**Record list**
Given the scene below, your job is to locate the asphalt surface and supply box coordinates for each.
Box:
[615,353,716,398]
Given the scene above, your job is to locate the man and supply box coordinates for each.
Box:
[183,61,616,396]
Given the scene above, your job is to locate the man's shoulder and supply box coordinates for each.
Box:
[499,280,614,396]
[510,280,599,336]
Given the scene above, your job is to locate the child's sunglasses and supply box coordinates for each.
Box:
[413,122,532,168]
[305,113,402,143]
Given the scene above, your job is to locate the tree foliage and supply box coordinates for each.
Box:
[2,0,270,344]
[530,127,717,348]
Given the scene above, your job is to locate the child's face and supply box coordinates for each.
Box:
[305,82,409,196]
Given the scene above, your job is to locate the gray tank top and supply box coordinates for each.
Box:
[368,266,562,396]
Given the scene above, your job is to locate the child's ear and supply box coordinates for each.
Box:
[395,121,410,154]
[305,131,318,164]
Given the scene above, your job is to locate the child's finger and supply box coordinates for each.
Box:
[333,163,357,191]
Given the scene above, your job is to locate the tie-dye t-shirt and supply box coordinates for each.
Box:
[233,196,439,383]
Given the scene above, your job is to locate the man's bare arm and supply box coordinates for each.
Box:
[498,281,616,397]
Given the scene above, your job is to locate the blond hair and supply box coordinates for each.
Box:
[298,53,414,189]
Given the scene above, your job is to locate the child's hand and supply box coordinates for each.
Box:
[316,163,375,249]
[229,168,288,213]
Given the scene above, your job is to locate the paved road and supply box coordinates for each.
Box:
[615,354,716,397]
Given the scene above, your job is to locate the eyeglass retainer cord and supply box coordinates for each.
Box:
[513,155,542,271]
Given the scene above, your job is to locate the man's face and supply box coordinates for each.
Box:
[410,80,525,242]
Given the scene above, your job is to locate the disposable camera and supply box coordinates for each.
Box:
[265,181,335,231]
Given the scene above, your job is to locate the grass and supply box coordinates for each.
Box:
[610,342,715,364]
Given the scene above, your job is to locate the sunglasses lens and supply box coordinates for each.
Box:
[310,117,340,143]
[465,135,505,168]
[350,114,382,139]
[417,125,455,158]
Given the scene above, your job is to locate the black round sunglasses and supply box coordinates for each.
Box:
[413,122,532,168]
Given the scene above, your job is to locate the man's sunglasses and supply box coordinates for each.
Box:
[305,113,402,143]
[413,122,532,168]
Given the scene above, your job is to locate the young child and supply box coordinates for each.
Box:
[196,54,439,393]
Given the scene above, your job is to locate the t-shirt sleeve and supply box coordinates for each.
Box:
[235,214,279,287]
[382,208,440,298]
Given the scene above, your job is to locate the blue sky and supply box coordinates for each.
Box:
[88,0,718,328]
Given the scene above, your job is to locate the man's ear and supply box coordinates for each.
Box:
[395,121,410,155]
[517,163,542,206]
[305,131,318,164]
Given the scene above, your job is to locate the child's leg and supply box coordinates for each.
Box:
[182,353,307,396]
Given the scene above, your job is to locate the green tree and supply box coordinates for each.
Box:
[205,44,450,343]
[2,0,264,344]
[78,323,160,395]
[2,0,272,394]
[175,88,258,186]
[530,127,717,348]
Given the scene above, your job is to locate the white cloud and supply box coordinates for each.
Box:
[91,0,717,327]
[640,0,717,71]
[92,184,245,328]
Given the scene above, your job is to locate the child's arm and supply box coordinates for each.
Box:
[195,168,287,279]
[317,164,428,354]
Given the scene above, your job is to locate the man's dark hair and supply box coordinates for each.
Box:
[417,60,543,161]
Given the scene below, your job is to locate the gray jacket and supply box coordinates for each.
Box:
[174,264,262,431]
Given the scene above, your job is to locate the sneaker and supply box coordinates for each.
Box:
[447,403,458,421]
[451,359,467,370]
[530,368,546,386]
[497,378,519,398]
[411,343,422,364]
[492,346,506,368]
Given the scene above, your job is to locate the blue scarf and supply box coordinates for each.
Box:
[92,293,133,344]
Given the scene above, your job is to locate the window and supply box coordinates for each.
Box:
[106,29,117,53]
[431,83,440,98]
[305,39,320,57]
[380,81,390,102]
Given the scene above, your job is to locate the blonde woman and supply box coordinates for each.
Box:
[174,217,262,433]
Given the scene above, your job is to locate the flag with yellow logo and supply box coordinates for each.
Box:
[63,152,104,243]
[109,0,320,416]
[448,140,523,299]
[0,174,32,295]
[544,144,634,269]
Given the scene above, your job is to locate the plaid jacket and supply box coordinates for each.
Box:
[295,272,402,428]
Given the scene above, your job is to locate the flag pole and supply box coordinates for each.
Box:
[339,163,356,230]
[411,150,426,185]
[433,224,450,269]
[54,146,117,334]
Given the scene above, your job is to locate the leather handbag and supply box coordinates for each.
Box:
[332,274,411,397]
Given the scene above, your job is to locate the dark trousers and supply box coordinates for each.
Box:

**What needs to be done**
Convert everything in the material from the line containing "child's sunglasses and supply box coordinates for each." down to the line containing "[498,281,616,397]", both included, into a JSON list of strings with one string per line, omitting blank lines.

**Expected output**
[
  "Given the scene above, your job is to locate the child's sunglasses and supply box coordinates for each.",
  "Box:",
  "[413,122,532,168]",
  "[305,113,402,143]",
  "Given the scene above, your job is to locate the tree foliage and supply box coordinates for each.",
  "Box:",
  "[2,0,270,344]",
  "[530,127,717,348]",
  "Given the scene above, your job is to locate the child's face and supply box coordinates for each.",
  "Box:",
  "[305,82,409,196]",
  "Given the scene above, your job is to locate the gray tank top and supply box coordinates for each.",
  "Box:",
  "[368,266,562,396]",
  "Given the scene above, your job is to locate the child's ear and supply box coordinates for each.",
  "Box:",
  "[395,121,410,154]",
  "[305,131,318,164]",
  "Given the scene above, your job is to locate the child's finger and supply box coordinates for each.",
  "Box:",
  "[333,163,357,191]",
  "Given the scene above, your job is to locate the tie-dye t-shirt and supply box coordinates for each.",
  "Box:",
  "[233,196,439,383]",
  "Given the scene above, your job is to locate the man's bare arm and supply box coordinates for each.",
  "Box:",
  "[498,281,616,397]"
]